* [AUSGANGSTEXT]:
# # # # #
Chandra war 30, als sie vor 28 Jahren nach Deutschland kam. Seit drei Monaten nimmt sie an ihrem zweiten Deutschkurs teil, vor vier Jahre besuchte sie zum ersten Mal überhaupt einen Deutschkurs. Chandra floh damals vor dem Bürgerkrieg in Sri Lanka—ihre Eltern verheirateten sie nach Deutschland. Ihre Geschwister leben in London, Paris und Dänemark, alle drei Monate besuchen sie sich gegenseitig. Chandras drei Kinder sind in Berlin geboren; zu Hause werden Tamil, Deutsch und Englisch gesprochen. Schwierig sind für Chandra Arztbesuche und auch an die Kälte konnte sie sich nie gewöhnen.

Yazans Heimatstadt ist Homs in Syrien. Er ist seit elf Monaten in Deutschland und nimmt seit eineinhalb Monaten am Deutschkurs teil. Bevor er nach Deutschland kam, studierte Yazan in Algerien und blieb dort, als sein Visum ablief. Zurück nach Syrien konnte er nicht, da er sonst in die Armee eingezogen worden wäre. Sein Fluchtweg führte über Libyen zunächst nach Sizilien. In Pozzallo wurden ihm sowohl seine Papiere als auch sein Handy abgenommen, so dass er zunächst festsaß und keine Möglichkeit hatte, seine Familie zu kontaktieren. Er und weitere Flüchtlinge wurden unter Nummern, nicht unter Namen registriert. Um gegen die unmenschlichen Umstände zu protestieren, trat Yazan in einen 25-tägigen Hungerstreik ein. Erst dann ließen ihn die Behörden gehen. Über Mailand, Nizza und Frankfurt gelang er nach Göttingen, wo er Asyl beantragte. Er wurde erst in ein Heim in Hamburg geschickt, wo er sich unwohl fühlte—es war dreckig, ständig wurde getrunken und geraucht, und das Leben fühlte sich unwirklich an, sagt er. Er beschloss, nach Berlin zu gehen, wo ein Onkel von ihm wohnt, der selbst drei Kinder hat. Hier kann er erst einmal wohnen, doch sucht er auch eine eigene Wohnung.
# # # # #
* [DATEN ZUR DURCHSICHT]:
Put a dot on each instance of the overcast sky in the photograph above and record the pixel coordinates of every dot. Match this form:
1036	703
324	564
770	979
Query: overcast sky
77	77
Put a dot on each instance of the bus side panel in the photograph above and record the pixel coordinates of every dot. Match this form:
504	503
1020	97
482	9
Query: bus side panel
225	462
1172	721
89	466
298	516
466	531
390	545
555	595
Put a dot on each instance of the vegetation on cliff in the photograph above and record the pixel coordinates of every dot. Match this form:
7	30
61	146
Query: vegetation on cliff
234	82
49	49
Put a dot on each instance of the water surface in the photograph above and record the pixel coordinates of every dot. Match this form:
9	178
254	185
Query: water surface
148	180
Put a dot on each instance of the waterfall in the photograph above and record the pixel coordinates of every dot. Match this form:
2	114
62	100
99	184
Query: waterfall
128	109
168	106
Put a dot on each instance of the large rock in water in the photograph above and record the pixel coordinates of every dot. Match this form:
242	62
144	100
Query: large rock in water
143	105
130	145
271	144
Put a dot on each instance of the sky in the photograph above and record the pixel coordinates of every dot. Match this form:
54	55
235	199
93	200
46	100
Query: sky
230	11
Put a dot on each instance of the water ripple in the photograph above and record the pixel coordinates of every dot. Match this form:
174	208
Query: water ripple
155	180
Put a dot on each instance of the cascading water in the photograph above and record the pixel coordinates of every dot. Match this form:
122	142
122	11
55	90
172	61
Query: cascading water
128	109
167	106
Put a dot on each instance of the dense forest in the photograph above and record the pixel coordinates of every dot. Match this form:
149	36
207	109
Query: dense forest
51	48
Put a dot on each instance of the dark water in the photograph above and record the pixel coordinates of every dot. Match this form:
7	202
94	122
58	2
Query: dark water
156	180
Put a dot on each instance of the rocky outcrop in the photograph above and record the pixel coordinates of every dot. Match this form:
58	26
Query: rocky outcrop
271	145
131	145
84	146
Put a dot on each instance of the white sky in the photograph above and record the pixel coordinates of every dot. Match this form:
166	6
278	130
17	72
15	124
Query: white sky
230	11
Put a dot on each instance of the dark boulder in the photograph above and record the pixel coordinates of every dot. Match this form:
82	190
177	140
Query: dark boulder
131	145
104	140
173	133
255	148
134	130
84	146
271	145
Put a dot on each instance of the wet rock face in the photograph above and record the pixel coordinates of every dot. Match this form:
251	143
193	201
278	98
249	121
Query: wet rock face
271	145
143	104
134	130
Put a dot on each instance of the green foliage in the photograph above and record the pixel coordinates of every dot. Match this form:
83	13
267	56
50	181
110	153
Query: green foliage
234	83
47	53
# # # # #
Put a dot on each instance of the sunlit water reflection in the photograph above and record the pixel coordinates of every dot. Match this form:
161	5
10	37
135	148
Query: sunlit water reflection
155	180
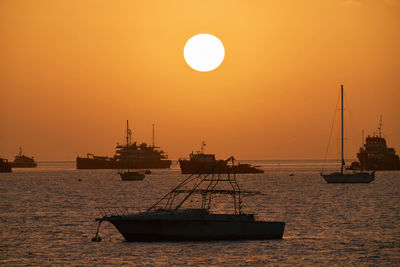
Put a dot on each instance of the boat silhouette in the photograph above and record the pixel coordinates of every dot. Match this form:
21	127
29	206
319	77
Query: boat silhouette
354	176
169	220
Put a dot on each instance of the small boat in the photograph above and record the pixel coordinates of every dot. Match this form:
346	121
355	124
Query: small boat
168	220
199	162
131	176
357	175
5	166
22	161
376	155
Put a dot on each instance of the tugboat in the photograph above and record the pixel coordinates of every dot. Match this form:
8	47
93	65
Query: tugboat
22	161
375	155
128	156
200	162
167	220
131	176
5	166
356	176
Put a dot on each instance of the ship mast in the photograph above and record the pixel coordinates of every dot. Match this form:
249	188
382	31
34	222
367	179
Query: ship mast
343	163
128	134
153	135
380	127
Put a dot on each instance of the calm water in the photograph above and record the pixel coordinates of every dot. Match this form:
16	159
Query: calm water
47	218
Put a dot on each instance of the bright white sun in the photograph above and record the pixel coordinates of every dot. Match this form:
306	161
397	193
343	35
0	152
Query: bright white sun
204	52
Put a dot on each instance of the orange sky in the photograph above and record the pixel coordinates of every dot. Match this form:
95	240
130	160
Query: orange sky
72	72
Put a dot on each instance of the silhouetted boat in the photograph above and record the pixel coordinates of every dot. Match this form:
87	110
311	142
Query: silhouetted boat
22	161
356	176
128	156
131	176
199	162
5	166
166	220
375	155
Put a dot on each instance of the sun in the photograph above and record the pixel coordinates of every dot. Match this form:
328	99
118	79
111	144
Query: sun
# # # # #
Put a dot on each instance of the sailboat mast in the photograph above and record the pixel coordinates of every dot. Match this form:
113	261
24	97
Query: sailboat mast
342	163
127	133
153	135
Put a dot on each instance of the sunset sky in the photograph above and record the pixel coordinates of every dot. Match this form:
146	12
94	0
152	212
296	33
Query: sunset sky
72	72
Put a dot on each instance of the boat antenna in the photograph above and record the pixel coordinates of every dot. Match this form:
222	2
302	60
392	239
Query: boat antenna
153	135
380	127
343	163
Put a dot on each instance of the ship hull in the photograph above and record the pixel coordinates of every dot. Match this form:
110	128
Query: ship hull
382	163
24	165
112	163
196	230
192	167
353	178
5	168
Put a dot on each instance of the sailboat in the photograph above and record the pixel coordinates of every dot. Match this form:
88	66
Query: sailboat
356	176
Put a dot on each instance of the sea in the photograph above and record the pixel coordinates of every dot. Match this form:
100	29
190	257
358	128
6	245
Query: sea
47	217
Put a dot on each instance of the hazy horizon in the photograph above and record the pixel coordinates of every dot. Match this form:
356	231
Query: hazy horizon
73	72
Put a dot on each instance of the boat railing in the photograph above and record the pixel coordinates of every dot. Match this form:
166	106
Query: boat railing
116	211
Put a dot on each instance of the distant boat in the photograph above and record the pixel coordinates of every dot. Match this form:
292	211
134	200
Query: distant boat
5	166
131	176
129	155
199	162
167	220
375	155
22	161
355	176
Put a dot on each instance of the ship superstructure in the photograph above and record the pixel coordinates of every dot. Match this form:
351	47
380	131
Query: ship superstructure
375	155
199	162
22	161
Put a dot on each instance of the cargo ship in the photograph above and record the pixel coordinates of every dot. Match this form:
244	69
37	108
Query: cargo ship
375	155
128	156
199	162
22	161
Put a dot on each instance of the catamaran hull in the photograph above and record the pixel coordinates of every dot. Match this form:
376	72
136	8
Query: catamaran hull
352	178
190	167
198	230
# # # # #
* [ARBEITSAUFTRAG]: Setzen Sie den Text über die Teilnehmenden des Deutschkurses im Anschluss an seinen letzten Satz fort.

* [LÖSUNG]:
Narin lebt seit zwei Monaten in Deutschland und lernt seit sechs Monaten Deutsch. Vorher lebte sie in Warschau und ist nach Deutschland gekommen, um Klavier zu studieren. Sie liebt Berlin und ist froh, hier zu sein—das Leben ist hier zwar teurer als in Polen, dafür hat sie Freunde. Südkorea ist im Bereich der klassischen Musik sehr kompetitiv, dort möchte sie nicht leben, sondern lange in Deutschland bleiben; auch wenn Deutsche unflexibel sein können, denn „Regeln sind schließlich Regeln".